> [Task to complete] For the text on Bangladesh's economic progress, decide whether each statement agrees with it: (a) the literacy rate was 16.8 percent in 1972; (b) electricity generation reached 15,750MW over the last ten years; (c) the World Bank has classed Bangladesh as a Lower Middle-Income Country since July 2015. Answer yes or no for each, quoting the deciding words of the text.

> [Quoted passage]
--
Bangladesh A Promising Country Part-1



Writer: Rafi Al Mahmud



Bangladesh: From bottomless basket to ___?

Former US Secretary of State Henry Kissinger has stated Bangladesh as a “bottomless basket” in the world. It means that the country was designed to be a hopeless and endless case of international charity! In early days after independence Bangladesh also was designated as a “test case” for development. In the early years of independent Bangladesh:


 Poverty rate was about 70 percent

 Life expectancy was around 50 years

 Population growth rate was more than 3 percent

 Child mortality rate was of 240 per 1,000 births.

 Literacy rate was 16.8 percent in 1972.

 Per capita income was 129 dollar in 1972-73.

 Great geo-political opportunity for strategic location close to China and India.

 Bangladesh’s society of 160 million people is a largely homogeneous society.

 Middle-class people is rising & would be 25% of the total population by 2025.

 Enthusiastic, hardworking cheaper labor supply for any labor-intensive industry.

 Huge demographic dividend has created the window of economic opportunity

 Poverty has been reducing about 2 percent per year

 Electricity generation reached 15,750MW from 3200MW in the last eight years.

 Bangladesh’s dependence on foreign aid had decreased significantly to 1-2 percent of GDP from 12-15 percent of GDP about two decades ago.
 



Bangladesh: The Emerging Tiger of Asia!



 Bangladesh has made remarkable progress in raising income, reducing poverty and outperformed her neighbors in social development.

 Bangladesh has now been upgraded from a low-income country to a “Lower Middle-Income Country” by World Bank since July, 2015.

 Bangladesh has experienced an average GDP growth rate of 6 percent over the past decade. (Ranks 33rd among 190 countries GDP-PPP)

 Goldman Sachs includes Bangladesh in the "Next 11" emerging countries to watch for along with the BRIC countries (Brazil, Russia, India, and China).

 JP Morgan lists Bangladesh among its "Frontier Five" emerging economies worth investing in. Bangladesh is now gradually becoming a “trade-dependent country” instead of an “aiddependent one”

 The United Nations Conference on Trade and Development (Unctad) has said only five countries, including Bangladesh of the 45 least developed countries (LDCs), achieved economic growth at 7 percent or higher in 2017.

 On March, 2018 Bangladesh met all three criteria for graduating from a Least Developed Country (LDC) to a developing one in the first review of Committee for Development Policy (CDP), UN.

 Bangladesh is the only country to have met all these three criteria at the same time and among 47 LDC, only five countries have so far graduated from LDC status.

 If Bangladesh maintains its position in all the three categories for the next six years, it will eventually graduate from the LDC bloc.

GNI Per Capita :  US$1752 (BBS, 2017-18P), $1610 (2016-17) GDP Growth rate 7.65 (BBS, 2017-18P)

Poverty rate High level:     22.3 %, Low level 12.9 %

Life expectancy:   71.6 years

Population growth rate: 1.37 percent

Agriculture: Production increases. Main crops rice, jute, wheat, tea, fish and forestry products.

Industry : Ready-made garments, Jute manufactures, Ship-building, Seafood processing, ICT and Pharmaceuticals.

Labor Force  :  Total labor force (15 years+): 62 million, As many as 8 million Bangladeshis are in abroad in 2016.

Resources :  Natural gas, Abundant proven coal reserves, Offshore and onshore reserves of petroleum.

Fiscal Year :  July 1 to June 30.


Man power in Bangladesh

Currently, about 8 million Bangladeshis work abroad. According to the Bangladesh Bureau on Manpower and Training (BMET), Bangladesh received more than $15 billion as remittances in 2015 up from less than $2 billion in 2000. After a decline in 2017, the remittance inflow is increasing again. Bangladesh foreign exchange reserves has reached US$ 33.02 billion (July, 2017) which is the highest in the history of the country.
--
Image-grounded pointing data
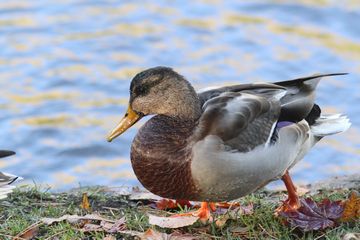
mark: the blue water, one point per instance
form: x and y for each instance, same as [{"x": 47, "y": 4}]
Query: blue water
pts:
[{"x": 65, "y": 70}]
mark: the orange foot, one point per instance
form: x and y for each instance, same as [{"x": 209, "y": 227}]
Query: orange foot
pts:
[
  {"x": 293, "y": 202},
  {"x": 203, "y": 212},
  {"x": 165, "y": 204}
]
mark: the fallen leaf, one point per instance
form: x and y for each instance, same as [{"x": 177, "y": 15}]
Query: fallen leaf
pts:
[
  {"x": 105, "y": 226},
  {"x": 239, "y": 231},
  {"x": 172, "y": 222},
  {"x": 351, "y": 209},
  {"x": 72, "y": 219},
  {"x": 109, "y": 237},
  {"x": 85, "y": 202},
  {"x": 29, "y": 233},
  {"x": 151, "y": 234},
  {"x": 232, "y": 213},
  {"x": 165, "y": 204},
  {"x": 314, "y": 216},
  {"x": 221, "y": 221}
]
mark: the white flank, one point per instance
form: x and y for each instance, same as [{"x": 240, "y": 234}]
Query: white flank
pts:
[{"x": 330, "y": 124}]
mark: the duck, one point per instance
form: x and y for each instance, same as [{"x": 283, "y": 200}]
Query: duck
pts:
[
  {"x": 222, "y": 143},
  {"x": 6, "y": 179}
]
--
> [Exercise answer]
(a) Yes: "Literacy rate was 16.8 percent in 1972."
(b) No: "Electricity generation reached 15,750MW from 3200MW in the last eight years."
(c) Yes: "Bangladesh has now been upgraded from a low-income country to a “Lower Middle-Income Country” by World Bank since July, 2015."